## Exercise
Exact duplicates of all entries are needed.

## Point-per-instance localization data
************

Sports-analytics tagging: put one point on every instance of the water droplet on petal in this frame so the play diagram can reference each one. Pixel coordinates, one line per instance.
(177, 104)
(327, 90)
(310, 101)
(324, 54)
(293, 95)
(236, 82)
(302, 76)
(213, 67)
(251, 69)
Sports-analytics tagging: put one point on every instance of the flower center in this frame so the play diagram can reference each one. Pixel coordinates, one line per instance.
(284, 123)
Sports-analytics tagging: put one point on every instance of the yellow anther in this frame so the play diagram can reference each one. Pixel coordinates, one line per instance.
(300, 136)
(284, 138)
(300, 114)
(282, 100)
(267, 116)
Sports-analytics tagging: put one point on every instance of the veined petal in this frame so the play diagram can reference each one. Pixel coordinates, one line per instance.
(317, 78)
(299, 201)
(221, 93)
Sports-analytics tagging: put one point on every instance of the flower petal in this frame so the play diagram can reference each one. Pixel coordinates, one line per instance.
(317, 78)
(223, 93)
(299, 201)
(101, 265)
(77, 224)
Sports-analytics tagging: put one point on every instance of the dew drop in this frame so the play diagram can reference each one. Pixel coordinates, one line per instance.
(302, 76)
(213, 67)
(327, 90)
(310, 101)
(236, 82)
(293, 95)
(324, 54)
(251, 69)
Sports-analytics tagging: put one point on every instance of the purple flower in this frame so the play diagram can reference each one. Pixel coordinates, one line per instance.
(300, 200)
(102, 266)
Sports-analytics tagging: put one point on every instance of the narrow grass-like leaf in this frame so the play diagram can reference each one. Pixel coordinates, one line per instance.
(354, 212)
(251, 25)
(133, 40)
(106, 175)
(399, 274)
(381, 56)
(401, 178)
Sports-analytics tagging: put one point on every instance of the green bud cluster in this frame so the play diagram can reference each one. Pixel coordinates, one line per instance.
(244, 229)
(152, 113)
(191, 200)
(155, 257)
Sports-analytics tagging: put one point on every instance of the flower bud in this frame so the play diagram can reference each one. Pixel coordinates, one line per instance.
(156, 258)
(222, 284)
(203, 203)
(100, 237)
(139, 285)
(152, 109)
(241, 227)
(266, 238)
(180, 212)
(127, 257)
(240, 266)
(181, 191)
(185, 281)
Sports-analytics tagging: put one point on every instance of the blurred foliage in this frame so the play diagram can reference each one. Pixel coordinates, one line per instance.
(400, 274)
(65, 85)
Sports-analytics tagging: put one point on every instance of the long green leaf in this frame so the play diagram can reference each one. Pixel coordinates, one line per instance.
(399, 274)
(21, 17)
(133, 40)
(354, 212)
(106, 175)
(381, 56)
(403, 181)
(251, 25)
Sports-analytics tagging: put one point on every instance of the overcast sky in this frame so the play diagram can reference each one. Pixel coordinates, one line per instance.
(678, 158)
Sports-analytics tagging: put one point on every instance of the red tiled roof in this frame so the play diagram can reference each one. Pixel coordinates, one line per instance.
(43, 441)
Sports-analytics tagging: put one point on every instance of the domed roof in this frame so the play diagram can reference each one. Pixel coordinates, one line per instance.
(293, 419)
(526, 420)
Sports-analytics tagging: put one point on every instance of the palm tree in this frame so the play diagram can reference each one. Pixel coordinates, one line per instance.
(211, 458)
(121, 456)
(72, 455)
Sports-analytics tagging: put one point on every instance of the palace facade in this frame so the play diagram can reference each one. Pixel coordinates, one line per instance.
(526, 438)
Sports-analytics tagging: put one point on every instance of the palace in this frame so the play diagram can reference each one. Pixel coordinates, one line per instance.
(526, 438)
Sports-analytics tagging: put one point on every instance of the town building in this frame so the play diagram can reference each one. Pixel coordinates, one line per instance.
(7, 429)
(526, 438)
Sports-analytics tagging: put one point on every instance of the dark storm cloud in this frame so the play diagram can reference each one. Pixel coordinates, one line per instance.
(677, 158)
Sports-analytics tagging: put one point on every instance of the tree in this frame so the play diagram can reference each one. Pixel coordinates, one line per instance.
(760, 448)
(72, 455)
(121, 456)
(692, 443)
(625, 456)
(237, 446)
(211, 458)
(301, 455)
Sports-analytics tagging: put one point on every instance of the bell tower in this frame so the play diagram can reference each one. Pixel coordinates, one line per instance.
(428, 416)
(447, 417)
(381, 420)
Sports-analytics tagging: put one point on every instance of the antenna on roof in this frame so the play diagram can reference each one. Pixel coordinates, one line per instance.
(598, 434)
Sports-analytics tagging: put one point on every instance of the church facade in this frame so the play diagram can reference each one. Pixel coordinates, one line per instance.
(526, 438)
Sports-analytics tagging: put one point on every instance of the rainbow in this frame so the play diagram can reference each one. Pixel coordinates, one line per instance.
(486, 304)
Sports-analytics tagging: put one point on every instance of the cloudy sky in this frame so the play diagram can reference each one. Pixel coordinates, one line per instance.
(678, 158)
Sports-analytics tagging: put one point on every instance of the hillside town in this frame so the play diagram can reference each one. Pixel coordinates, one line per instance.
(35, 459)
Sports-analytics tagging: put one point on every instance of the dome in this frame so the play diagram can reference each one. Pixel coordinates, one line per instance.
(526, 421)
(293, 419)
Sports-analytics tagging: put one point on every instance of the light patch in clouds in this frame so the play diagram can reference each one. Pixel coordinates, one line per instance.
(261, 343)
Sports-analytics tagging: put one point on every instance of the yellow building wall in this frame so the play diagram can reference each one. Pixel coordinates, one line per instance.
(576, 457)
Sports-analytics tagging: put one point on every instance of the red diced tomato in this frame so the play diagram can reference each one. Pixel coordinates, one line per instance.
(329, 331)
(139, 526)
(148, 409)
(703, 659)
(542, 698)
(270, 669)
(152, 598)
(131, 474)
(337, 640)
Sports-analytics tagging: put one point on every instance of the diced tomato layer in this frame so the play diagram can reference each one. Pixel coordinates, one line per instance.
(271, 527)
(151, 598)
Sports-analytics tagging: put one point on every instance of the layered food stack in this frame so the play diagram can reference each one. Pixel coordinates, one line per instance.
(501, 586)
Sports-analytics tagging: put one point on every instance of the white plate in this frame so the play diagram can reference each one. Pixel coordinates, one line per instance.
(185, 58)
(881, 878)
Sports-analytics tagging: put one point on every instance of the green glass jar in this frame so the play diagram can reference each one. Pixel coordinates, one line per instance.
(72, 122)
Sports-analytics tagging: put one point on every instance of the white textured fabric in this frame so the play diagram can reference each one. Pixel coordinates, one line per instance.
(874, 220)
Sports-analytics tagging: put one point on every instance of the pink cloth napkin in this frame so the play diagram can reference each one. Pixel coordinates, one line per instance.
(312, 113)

************

## Answer to this task
Sports-analytics tagging: put one point on every instance of the water droplet on petal in this frame so the play diagram can reference each one. Pixel coordinates, one line per instance.
(177, 104)
(327, 90)
(310, 101)
(324, 54)
(293, 95)
(236, 82)
(302, 76)
(213, 67)
(251, 69)
Sports-analytics tagging: put one point on every instance of the flower center in this frame so the play diagram can reference each one. Pixel coordinates, one line per instance.
(284, 123)
Sports-analytics tagging: put one point on every instance of the yellow anther in this frame so the play diagram can reference each one. Pixel coordinates, one line per instance.
(300, 136)
(284, 138)
(300, 114)
(282, 100)
(267, 116)
Sports-analytics tagging: put one point on every instance of the veined petal in this frame so the play diagram can reference each one. Pixel coordinates, one line per instance.
(317, 78)
(299, 201)
(221, 93)
Sports-analytics tagging: put one point on every instance of the flower petal in this frame so the play diagram can reference each one. Pixel coordinates, one line per instance.
(317, 78)
(223, 93)
(299, 201)
(101, 265)
(77, 224)
Sports-analytics tagging: put one point on every instance of the dew drop in this frame so the play diagram can reference each one. Pixel coordinates, one line per instance.
(302, 76)
(213, 67)
(327, 90)
(310, 101)
(236, 82)
(293, 95)
(324, 54)
(251, 69)
Sports-analytics tagging: put one point on every instance of the purple flower in this frame so the play diagram can reference each one. Pixel coordinates, one line per instance.
(300, 200)
(102, 266)
Sports-analytics tagging: put one point on every instance of the narrow grass-like leaf in this frame so the play diagram can reference each one. Pixel coordinates, one line per instance.
(354, 212)
(251, 25)
(133, 40)
(106, 175)
(399, 274)
(381, 56)
(401, 178)
Sports-analytics tagging: put one point on every instance of the green bud cluster in this frame so the play diagram can reference each one. Pixel coordinates, one line per instance.
(244, 229)
(152, 113)
(191, 200)
(155, 257)
Sports-analytics tagging: put one point on every instance of the flower bud in this frame so the play diagram can reference each one. Pixel coordinates, one line per instance.
(156, 258)
(222, 284)
(203, 203)
(100, 237)
(139, 285)
(152, 109)
(241, 227)
(266, 238)
(180, 212)
(127, 257)
(240, 266)
(181, 191)
(185, 281)
Sports-analytics tagging: put one point on every instance of the blurred foliage in this frame so the play diagram can reference each one. Pixel coordinates, one line per instance.
(400, 274)
(65, 85)
Sports-analytics tagging: put one point on every instance of the long green leaf in this frame so the play diagram can reference each one. Pixel coordinates, one line per instance.
(399, 274)
(21, 17)
(133, 40)
(354, 212)
(106, 175)
(381, 56)
(403, 181)
(251, 25)
Sports-analytics tagging: put one point on every instance of the overcast sky in this frame so the play diagram can reference each one. Pixel coordinates, one line per instance.
(678, 158)
Sports-analytics tagging: put one point on every instance of the red tiled roof in this frame so the play diagram can reference each one. Pixel coordinates, one line per instance.
(43, 441)
Sports-analytics tagging: put one point on every instance of the domed roof in this frame so the play diagram can reference each one. Pixel coordinates, one line per instance.
(293, 419)
(526, 420)
Sports-analytics tagging: put one point on every instance of the palm tree in this frame so the play diagram can reference each one. Pixel coordinates, one line per instance.
(211, 458)
(121, 456)
(72, 455)
Sports-analytics tagging: put one point on every instance of the palace facade in this frame so the play diagram can reference each one. Pixel coordinates, one line per instance.
(526, 438)
Sports-analytics tagging: put one point on every instance of the palace in this frame so the play diagram can reference each one. Pixel coordinates, one line per instance.
(526, 438)
Sports-analytics tagging: put one point on every instance of the town building in this frame so the play diagram can reference each one. Pixel coordinates, one line per instance.
(7, 429)
(526, 438)
Sports-analytics tagging: put one point on every instance of the dark storm cloud in this frame so the play diagram can reference each one. Pixel coordinates, one line per instance.
(677, 158)
Sports-analytics tagging: put one point on every instance of the tree in this frame so the play diagram can reference each one. Pixel coordinates, one line per instance.
(760, 448)
(72, 455)
(121, 456)
(692, 443)
(625, 456)
(237, 446)
(211, 458)
(301, 455)
Sports-analytics tagging: put one point on every instance of the bell tower in this frame so the play diagram can reference each one. Pixel coordinates, one line per instance.
(428, 416)
(447, 417)
(381, 420)
Sports-analytics tagging: put one point on every instance of the antenna on roof in this frame so the play diagram can reference each one. Pixel coordinates, one line per instance.
(598, 434)
Sports-analytics tagging: put one point on every instance of the church facade in this frame so the play diagram can reference each one. Pixel coordinates, one line per instance.
(526, 438)
Sports-analytics tagging: put one point on every instance of the rainbow in this frame so the play diagram can reference each one. Pixel coordinates, one line per instance.
(486, 304)
Sports-analytics tagging: put one point on every instance of the cloudy sky in this frame so the play diagram can reference each one. Pixel coordinates, one line per instance.
(678, 158)
Sports-analytics tagging: put one point on every instance of the hillside town in this frame so the play diagram can reference each one. Pixel coordinates, one line per instance.
(35, 459)
Sports-analytics tagging: put one point on every instance of the dome in this frame so the play diagram can reference each one. Pixel coordinates, one line per instance.
(526, 421)
(293, 419)
Sports-analytics tagging: put one point on every instance of the light patch in clouds in this frame so the play diagram can reference each one. Pixel coordinates, one line per instance.
(261, 343)
Sports-analytics tagging: put one point on every instance of the yellow building wall in this frame so the play diagram can reference each one. Pixel coordinates, one line per instance.
(576, 457)
Sports-analytics tagging: put one point on every instance of the red diced tomato in this frame so the play diagram can reference each one. Pixel coordinates, one line per instance.
(329, 331)
(139, 526)
(148, 409)
(703, 659)
(542, 698)
(270, 669)
(152, 598)
(131, 474)
(337, 640)
Sports-analytics tagging: put one point on every instance of the diced tomato layer in this frame so the play diagram can reference each one. Pixel coordinates, one line per instance.
(271, 527)
(151, 598)
Sports-analytics tagging: put one point on every instance of the layered food stack in this frame so the play diagram can reference each one. Pixel coordinates, one line per instance.
(501, 586)
Sports-analytics tagging: put one point on every instance of the white plate in this frame so the play diagram can reference each one. Pixel coordinates, one line per instance.
(185, 58)
(881, 878)
Sports-analytics tagging: put one point on every instance of the green glass jar in this frame so the play diagram can reference each one. Pixel coordinates, one line per instance.
(72, 122)
Sports-analytics tagging: put one point on every instance of the white textured fabric in this frame so the play diagram can reference each one. Pixel coordinates, one line per instance.
(874, 220)
Sports-analytics tagging: put one point on every instance of the pink cloth napkin in this frame so the play diagram can reference each one. Pixel coordinates, one line per instance.
(312, 113)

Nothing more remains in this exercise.